» **DIRECTIVES**:
1. In the coaching forum post, how far did the poster's FTP rise during the three months with the coach?
2. Using the coaching forum post, say whether each statement agrees with it, and quote the words that decide each one. (a) The coach agreed to lower his price. (b) The poster has read Training with Power. (c) The poster found a cheaper coach in the local area.
3. Summarize the coaching forum post in two sentences.
[start EXCERPT PROVIDED]
# Coaching alternative help please.



## Hyder (May 30, 2013)

Hi Everyone,

I have gotten myself into somewhat of a bind. I hired a coach and have used him for the last three months. I must say he has really changed my level. I went from a 200 FTP to 235 FTP in three months. I really worked my butt off and got on a good program. 

Well just found out that my company is losing the contract that I was working under and now I have just found a new job at a much lower pay rate. I don't think I can afford my coach anymore as it is just extra cash I won't have. Family comes first if you know what I mean.

So my question is there any alternative that I can do myself?

1. Trainer road with sufferfest video's 10 bucks a month?
2. Golden Cheetah (Have no idea how to use it)??
3. I purchased Training with Power and read it. Got a Basic understanding. 
4. Any online forums that I can upload my number's too and have them reviewed for free?
5. Any new site that offers free coaching for new coaches trying to prefect there craft?

Really anything that I can do to save a little money and still get the benefit of a coach or close to it.

I talked to my coach and he won't come down in price, really he doesn't need to, he has plenty of people seeking his services. I have checked around my area and still can't find anyone cheap enough to go with. 

So basically, what is the best way to get coaching if you are a poor guy and cannot afford a coach?

If I ever start making more money I will defiantly go back with him, he was a great coach.


----------



## Guod (Jun 9, 2011)
[end EXCERPT PROVIDED]
[start INFORMATION SUPPLIED]
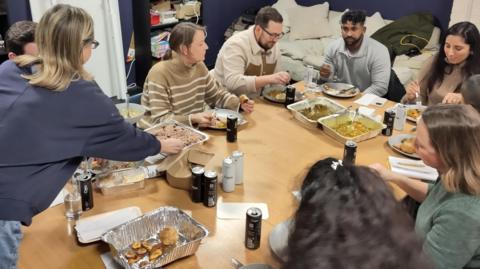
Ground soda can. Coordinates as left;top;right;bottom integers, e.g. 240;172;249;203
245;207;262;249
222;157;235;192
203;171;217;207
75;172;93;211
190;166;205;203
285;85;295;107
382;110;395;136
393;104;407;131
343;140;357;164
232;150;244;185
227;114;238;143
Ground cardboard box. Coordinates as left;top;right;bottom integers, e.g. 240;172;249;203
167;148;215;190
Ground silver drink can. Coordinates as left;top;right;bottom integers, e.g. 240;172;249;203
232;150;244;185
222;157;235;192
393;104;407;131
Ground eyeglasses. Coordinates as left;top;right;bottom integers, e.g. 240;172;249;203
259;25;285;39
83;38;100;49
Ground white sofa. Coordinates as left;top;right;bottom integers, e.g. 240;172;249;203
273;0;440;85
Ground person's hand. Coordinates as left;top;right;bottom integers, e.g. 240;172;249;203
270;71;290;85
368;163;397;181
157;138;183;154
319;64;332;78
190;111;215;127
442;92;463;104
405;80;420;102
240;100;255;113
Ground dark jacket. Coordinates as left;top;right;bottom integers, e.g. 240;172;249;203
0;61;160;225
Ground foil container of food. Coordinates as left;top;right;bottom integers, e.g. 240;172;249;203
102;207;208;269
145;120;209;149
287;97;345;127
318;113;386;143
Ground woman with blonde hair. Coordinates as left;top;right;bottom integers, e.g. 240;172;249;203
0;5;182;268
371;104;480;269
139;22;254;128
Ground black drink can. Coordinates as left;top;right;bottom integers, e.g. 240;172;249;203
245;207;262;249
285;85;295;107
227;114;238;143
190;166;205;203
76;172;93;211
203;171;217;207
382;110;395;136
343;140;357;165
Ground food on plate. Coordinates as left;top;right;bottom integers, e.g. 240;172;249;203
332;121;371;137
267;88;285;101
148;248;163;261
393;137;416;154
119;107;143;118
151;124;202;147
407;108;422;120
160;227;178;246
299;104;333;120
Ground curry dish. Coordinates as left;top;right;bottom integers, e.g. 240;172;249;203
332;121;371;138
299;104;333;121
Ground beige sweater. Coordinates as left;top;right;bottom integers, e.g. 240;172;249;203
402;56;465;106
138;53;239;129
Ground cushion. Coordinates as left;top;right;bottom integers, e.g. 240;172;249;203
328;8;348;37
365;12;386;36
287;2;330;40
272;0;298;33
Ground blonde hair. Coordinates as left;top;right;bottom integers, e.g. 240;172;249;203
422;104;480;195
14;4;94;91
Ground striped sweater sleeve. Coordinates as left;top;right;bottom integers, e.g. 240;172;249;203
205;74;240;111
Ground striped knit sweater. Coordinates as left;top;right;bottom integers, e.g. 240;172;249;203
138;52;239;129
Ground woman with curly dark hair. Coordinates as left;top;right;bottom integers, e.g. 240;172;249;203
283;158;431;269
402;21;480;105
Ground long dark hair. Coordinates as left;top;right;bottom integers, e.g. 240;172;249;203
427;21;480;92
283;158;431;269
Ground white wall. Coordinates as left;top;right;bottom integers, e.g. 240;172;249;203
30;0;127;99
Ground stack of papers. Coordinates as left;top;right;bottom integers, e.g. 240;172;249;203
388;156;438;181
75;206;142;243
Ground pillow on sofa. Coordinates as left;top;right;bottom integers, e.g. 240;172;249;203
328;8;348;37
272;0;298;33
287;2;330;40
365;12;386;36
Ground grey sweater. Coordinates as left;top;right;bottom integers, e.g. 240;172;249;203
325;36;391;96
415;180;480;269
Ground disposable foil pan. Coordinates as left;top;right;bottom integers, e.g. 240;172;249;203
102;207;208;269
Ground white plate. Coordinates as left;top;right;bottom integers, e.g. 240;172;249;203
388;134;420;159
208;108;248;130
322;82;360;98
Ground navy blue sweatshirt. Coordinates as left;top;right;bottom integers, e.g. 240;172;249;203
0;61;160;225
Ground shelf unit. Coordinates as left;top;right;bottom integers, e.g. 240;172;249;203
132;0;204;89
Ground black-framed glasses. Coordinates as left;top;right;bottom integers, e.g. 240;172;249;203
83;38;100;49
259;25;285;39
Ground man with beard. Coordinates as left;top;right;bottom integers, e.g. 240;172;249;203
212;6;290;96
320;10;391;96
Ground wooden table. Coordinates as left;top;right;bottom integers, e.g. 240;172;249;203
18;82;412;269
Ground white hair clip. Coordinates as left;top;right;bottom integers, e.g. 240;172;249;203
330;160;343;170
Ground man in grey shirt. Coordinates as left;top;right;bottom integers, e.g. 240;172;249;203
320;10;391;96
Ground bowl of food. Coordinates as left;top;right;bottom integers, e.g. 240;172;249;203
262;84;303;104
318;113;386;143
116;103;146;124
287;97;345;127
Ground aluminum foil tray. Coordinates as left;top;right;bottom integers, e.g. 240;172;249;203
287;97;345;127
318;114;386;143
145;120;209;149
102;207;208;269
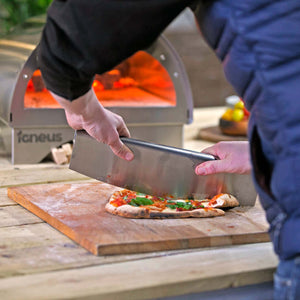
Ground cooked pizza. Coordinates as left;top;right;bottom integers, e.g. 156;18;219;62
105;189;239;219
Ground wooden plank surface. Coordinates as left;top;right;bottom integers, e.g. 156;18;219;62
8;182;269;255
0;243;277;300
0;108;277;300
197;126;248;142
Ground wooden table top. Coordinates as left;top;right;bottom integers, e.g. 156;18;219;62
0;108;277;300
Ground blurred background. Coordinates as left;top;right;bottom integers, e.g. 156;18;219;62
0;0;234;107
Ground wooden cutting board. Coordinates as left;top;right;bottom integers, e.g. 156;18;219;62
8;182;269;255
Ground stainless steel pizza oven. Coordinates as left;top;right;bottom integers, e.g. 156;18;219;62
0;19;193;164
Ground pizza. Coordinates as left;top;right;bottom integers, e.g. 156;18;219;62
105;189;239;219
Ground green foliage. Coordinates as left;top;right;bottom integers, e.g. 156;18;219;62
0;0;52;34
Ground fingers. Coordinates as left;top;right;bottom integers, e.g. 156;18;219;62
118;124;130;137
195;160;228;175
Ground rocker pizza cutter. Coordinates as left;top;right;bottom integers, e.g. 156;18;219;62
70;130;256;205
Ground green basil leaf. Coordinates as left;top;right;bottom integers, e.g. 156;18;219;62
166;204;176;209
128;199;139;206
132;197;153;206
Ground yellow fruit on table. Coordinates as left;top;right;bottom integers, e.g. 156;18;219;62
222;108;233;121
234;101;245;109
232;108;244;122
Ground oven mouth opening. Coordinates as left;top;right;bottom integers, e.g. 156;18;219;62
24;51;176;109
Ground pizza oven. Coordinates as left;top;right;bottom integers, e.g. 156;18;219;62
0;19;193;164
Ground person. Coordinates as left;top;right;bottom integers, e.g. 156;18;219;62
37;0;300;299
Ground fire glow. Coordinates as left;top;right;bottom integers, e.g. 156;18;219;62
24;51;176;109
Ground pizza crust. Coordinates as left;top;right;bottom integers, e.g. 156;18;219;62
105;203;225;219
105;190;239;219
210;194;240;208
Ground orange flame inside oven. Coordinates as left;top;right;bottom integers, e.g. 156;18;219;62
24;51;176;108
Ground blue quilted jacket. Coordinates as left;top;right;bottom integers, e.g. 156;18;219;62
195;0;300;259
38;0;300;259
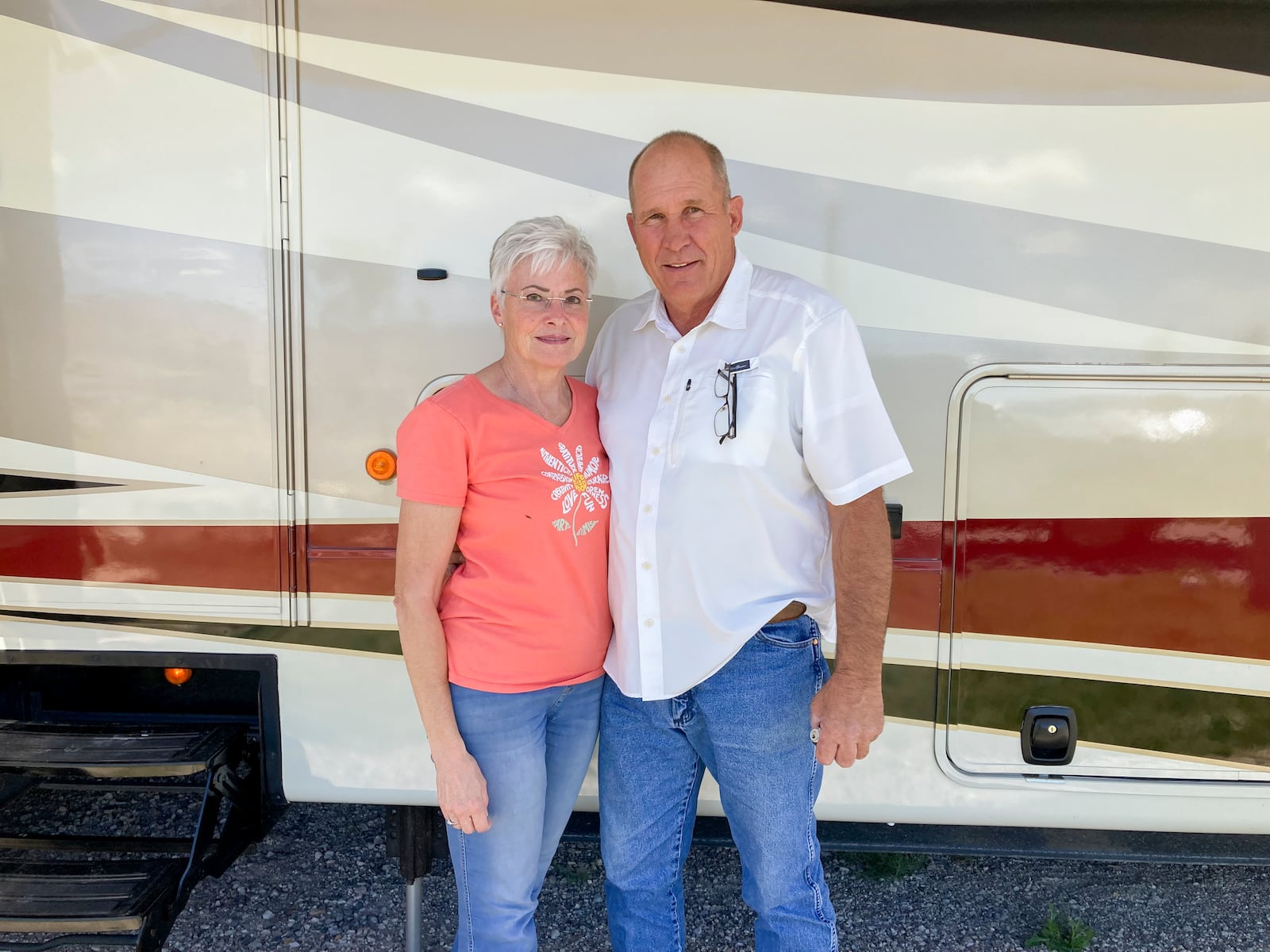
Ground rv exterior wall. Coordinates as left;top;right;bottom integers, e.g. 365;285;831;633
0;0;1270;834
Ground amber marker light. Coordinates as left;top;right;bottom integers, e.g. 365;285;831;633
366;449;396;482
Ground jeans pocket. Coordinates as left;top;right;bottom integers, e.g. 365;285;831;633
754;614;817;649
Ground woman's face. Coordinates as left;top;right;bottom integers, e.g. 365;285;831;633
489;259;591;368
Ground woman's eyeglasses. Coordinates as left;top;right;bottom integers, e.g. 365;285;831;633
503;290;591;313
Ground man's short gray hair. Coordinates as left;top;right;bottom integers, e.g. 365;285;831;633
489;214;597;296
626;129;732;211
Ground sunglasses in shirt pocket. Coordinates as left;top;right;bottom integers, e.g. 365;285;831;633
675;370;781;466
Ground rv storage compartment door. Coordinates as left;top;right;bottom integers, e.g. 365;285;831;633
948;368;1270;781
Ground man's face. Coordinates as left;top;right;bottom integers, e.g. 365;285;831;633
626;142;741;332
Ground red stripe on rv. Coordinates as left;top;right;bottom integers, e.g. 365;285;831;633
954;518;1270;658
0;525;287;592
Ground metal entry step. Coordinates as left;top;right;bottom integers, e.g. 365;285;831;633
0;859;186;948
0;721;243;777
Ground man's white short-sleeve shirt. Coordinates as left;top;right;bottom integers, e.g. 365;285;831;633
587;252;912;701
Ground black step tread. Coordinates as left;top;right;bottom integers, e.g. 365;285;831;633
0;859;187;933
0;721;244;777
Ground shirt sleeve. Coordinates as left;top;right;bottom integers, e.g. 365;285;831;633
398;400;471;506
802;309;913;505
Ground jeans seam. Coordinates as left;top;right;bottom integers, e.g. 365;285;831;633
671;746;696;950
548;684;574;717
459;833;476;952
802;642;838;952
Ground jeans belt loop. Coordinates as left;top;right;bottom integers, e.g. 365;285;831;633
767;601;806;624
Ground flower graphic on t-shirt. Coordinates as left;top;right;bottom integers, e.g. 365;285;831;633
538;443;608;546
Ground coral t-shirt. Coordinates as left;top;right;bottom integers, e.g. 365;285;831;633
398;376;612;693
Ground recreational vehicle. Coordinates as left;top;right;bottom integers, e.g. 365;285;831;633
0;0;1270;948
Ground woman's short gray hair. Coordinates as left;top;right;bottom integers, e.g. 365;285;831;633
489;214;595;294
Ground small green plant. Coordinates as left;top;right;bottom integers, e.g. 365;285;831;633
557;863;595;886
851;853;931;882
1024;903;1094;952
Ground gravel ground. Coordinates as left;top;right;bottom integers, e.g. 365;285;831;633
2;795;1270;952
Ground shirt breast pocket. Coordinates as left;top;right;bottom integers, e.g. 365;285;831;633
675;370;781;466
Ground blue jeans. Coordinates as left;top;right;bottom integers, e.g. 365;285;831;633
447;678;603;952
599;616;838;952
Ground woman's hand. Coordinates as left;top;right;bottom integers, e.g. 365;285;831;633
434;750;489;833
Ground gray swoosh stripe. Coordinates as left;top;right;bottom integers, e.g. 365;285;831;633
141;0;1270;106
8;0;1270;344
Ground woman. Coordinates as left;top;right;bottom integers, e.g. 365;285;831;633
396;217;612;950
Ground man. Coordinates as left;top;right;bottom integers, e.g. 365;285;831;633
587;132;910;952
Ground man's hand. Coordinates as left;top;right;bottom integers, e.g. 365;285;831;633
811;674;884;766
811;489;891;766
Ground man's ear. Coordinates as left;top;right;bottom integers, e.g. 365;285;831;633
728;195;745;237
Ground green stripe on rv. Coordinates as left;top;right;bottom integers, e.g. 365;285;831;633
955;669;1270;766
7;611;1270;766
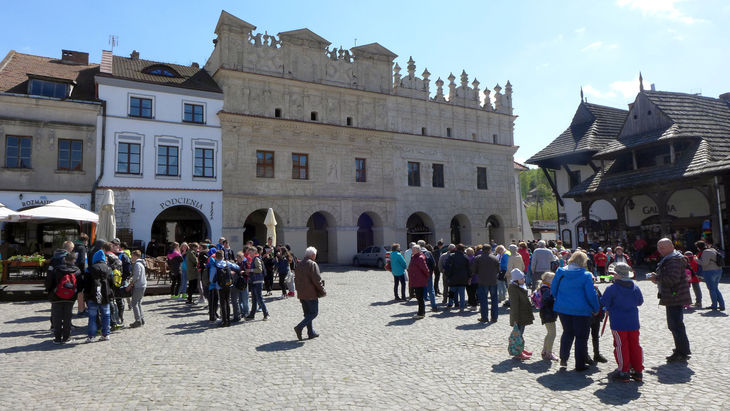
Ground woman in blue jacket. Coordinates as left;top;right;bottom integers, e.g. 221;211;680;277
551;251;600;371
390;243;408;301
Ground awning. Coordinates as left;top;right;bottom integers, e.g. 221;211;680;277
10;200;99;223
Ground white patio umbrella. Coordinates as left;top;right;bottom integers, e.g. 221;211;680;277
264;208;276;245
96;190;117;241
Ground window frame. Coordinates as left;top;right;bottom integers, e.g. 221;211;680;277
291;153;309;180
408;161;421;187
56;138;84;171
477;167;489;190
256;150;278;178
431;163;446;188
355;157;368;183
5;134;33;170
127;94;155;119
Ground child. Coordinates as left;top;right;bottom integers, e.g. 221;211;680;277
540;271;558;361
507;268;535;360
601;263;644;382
[end INFORMATION SUPPLIED]
» **TASK-BY-TASK RESULTS**:
1. It went from 200 FTP to 235 FTP.

2.
(a) No: "he won't come down in price"
(b) Yes: "I purchased Training with Power and read it."
(c) No: "I have checked around my area and still can't find anyone cheap enough to go with."

3. After three months with a coach that raised the poster's FTP from 200 to 235, a job change to much lower pay means the coach is no longer affordable, and the coach won't lower his price. The poster asks how to get the benefit of coaching without paying for it, listing options such as Trainer Road with Sufferfest videos, Golden Cheetah, Training with Power, free online reviews of uploaded numbers, and free coaching from new coaches.